[[ GIVEN ENTRIES, beginning ]]

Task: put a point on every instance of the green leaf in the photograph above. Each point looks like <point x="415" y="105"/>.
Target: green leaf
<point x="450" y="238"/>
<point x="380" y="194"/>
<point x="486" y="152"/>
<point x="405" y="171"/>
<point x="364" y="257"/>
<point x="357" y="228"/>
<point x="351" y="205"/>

[[ GIVEN ENTRIES, end ]]

TO DO
Word for word, repeat every record.

FINISHED EXERCISE
Task: put a point on every instance of the green leaf in the photograph above. Each point looks like <point x="415" y="105"/>.
Target: green leaf
<point x="450" y="238"/>
<point x="380" y="194"/>
<point x="486" y="152"/>
<point x="405" y="171"/>
<point x="364" y="257"/>
<point x="357" y="228"/>
<point x="351" y="205"/>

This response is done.